#### Página
Cuando se habla de Estado Tradicional o, en el mismo sentido, de Monarquía Tradicional, se hace expresa referencia a una forma política que supone la aceptación explícita del Magisterio de la Iglesia.

 

 

LOS FUEROS

En el Ius naturalismo moderno existe una tendencia irrefrenable a extraer los derechos del hombre a partir de una definición puramente abstracta del hombre. Es decir, a partir de eso que constituye la esencia del hombre se estatuyen deductivamente sus derechos, como si no existiera un movimiento de perfeccionamiento práctico que supone la inserción del hombre en una sociedad histórica determinada, en cuyo seno conquista los derechos que es capaz de alcanzar.

La idea de fuero apunta a este dinamismo perfectivo que supone, como fundamento antropológico, el carácter dialogal de la razón humana y su nacimiento en el seno de una familia, desde la cual y a partir de la cual se inserta en el orden político. Escribe Francisco Elías de Tejada, con toda la precisión deseable: "El pensamiento tradicional español opone a esa idea abstracta del hombre la de un hombre como ser histórico concreto, y la concepción del ordenamiento político como conjunto orgánico en posiciones vitales concretas. Actitud que cristaliza en los fueros, manifestación legal y política de la visión de la comunidad a manera de "corpus mysticum" de que hablan nuestros clásicos políticos". (F. Elías de Tejada: "La Monarquía Tradicional", ed. cit., p. 127).
########
#### Ítems extraídos
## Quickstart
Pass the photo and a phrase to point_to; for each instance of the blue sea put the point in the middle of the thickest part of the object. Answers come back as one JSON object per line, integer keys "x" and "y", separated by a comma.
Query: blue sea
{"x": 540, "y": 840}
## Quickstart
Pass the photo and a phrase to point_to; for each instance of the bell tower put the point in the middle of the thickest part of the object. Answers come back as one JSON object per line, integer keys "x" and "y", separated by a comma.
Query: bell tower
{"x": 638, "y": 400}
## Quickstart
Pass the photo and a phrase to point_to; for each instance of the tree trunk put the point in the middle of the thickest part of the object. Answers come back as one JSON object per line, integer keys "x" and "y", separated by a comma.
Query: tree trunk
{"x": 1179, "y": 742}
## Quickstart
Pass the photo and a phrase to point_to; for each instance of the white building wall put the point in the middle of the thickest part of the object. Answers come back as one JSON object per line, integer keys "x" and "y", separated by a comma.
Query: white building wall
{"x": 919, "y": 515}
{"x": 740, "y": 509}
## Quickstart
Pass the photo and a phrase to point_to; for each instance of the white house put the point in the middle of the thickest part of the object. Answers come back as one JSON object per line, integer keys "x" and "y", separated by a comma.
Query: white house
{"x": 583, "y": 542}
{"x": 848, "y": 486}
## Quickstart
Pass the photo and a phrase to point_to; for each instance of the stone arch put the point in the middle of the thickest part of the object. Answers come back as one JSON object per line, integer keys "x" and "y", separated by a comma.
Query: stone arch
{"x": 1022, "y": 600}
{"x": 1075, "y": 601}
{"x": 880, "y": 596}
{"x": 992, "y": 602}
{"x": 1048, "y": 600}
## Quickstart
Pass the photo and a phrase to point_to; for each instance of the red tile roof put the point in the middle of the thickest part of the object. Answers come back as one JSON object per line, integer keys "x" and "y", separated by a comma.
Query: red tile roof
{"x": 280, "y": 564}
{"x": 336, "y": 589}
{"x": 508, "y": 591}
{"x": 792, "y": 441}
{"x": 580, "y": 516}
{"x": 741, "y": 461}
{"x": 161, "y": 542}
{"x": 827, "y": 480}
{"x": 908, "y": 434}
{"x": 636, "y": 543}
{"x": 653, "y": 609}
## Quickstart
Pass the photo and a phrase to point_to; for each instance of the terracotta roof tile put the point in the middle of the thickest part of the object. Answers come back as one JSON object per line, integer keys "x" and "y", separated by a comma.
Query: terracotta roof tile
########
- _Tareas propuestas_:
**A.** En el texto sobre los fueros, ¿en qué cristaliza la actitud del pensamiento tradicional español, según la cita de Elías de Tejada?
**B.** Escribe una continuación del texto sobre los fueros que arranque después de su última oración.
Los ítems son material aparte, sin relación con el texto sobre los fueros.

- _Problemas resueltos_:
**A.** En los fueros, manifestación legal y política de la visión de la comunidad a manera de "corpus mysticum".

**B.**
Estos fueros no nacen deductivamente de la idea de hombre, y más que con el individuo aislado se conjugan con las comunidades orgánicas en las que se realizan las actividades fundamentales del hombre histórico: la familia, la corporación de oficio, el estamento, el pueblo, la región, etc. No hablamos en esta oportunidad del "corpus mysticum" porque se trata de una noción que no pertenece de derecho a la configuración política del Estado y puede dar nacimiento a una confusión entre lo que es propio de la Iglesia con aquello que pertenece a la sociedad civil. De cualquier modo, y en tanto la ciudad como organización temporal está incluida en el "corpus mysticum", podemos afirmar —de la mano de Alfredo von Martin, citado por Elías de Tejada en la página 131— "que la Edad Media en su estructura y en su pensamiento concibió un sistema de rígida graduación. Era una pirámide de Estados como así una pirámide de valores. Esta pirámide ha caído destrozada y la libre competencia ha sido proclamada como ley natural". ("Sociology of the Renaissance", New York, Oxford University Press 1944. Citado por Elías de Tejada, traducción de la autora).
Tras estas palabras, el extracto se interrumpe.